WORKING DATA -
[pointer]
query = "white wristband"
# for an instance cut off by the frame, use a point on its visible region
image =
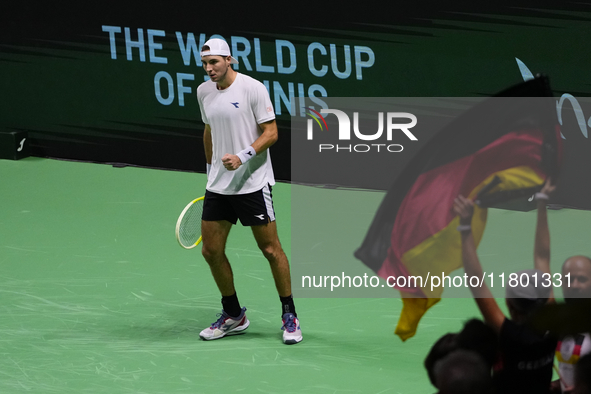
(541, 196)
(246, 154)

PROBLEM DESCRIPTION - Print the listing exactly, minus any pictures.

OUTPUT BELOW -
[pointer]
query = "white wristband"
# for an instance cut off by the frame, use a point on its visible region
image =
(541, 196)
(246, 154)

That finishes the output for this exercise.